Stored data entries:
________________________________________

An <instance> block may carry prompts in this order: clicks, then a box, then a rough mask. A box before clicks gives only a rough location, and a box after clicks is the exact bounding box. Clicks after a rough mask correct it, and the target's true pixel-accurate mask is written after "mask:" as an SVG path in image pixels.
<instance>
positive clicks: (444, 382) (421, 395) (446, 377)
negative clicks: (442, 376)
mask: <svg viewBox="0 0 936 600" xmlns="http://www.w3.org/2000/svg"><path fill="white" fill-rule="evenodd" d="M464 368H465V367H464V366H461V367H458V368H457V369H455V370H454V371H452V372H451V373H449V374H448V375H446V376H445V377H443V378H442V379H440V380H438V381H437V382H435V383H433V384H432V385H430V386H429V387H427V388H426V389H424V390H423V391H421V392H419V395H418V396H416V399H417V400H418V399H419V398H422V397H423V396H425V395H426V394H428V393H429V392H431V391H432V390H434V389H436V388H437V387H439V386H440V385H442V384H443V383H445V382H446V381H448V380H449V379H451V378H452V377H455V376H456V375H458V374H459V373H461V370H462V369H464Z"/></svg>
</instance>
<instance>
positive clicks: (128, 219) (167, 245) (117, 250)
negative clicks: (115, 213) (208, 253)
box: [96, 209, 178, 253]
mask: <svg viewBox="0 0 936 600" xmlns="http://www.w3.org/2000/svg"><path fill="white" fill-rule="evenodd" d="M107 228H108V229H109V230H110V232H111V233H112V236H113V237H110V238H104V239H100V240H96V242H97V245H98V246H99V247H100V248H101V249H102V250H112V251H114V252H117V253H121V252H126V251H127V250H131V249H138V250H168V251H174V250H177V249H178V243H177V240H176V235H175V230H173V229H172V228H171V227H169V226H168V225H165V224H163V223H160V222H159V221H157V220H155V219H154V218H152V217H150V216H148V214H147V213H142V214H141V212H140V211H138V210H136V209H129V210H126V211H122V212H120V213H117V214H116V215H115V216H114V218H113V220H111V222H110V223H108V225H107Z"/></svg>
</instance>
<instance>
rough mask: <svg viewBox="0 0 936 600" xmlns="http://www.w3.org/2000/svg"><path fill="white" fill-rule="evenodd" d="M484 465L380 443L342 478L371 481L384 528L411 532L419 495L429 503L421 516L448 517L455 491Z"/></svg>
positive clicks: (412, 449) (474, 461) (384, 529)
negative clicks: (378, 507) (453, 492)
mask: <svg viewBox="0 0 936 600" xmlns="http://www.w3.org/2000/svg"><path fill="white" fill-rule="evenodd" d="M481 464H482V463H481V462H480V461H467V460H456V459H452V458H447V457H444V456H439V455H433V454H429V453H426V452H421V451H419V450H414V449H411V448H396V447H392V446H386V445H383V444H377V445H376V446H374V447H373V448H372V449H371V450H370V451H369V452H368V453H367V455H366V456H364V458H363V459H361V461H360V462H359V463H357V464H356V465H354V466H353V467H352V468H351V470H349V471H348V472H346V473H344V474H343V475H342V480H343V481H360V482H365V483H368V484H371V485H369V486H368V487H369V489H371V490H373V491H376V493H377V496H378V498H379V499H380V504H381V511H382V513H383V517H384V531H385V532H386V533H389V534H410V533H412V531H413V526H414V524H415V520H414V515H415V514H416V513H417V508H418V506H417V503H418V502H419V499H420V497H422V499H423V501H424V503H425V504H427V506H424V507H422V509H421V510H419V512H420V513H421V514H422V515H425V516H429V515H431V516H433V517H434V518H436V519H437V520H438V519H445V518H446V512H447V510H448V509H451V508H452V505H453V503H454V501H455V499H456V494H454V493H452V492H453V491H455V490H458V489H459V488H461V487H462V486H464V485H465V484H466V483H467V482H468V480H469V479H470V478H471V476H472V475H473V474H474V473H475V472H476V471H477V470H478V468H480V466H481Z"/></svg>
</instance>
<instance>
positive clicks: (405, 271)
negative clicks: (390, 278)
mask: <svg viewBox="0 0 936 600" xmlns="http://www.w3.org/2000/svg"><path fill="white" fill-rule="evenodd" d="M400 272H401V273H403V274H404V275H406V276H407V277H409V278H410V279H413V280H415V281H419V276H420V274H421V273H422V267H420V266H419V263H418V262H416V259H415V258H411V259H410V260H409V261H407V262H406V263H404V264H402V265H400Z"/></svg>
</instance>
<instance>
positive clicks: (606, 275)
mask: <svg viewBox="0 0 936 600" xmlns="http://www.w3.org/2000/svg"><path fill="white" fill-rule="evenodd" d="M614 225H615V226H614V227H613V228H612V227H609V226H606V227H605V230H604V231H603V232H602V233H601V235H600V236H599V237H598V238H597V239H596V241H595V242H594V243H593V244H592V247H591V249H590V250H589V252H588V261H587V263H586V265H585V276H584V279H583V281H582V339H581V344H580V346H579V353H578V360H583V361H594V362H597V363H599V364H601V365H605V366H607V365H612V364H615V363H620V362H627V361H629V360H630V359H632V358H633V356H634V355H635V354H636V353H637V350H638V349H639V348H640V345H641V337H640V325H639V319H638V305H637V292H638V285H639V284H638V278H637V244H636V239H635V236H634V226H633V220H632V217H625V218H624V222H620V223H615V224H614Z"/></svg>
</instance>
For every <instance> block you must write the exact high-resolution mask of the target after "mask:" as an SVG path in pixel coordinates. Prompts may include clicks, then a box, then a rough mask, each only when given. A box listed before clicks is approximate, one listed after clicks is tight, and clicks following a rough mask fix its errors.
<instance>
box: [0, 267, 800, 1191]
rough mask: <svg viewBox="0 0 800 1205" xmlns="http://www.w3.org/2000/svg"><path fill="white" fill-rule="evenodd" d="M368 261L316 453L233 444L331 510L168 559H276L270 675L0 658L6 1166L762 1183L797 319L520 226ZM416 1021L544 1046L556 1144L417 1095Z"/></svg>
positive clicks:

________________________________________

# [Directive]
Return each line of the entries above that contains the string "positive", treating uppercase and lowercase as distinct.

# [Output for this task]
positive clicks: (444, 382) (421, 395) (446, 377)
positive clicks: (128, 219) (167, 245) (117, 250)
positive clicks: (412, 449) (474, 461) (384, 529)
positive clicks: (405, 271)
positive clicks: (606, 275)
positive clicks:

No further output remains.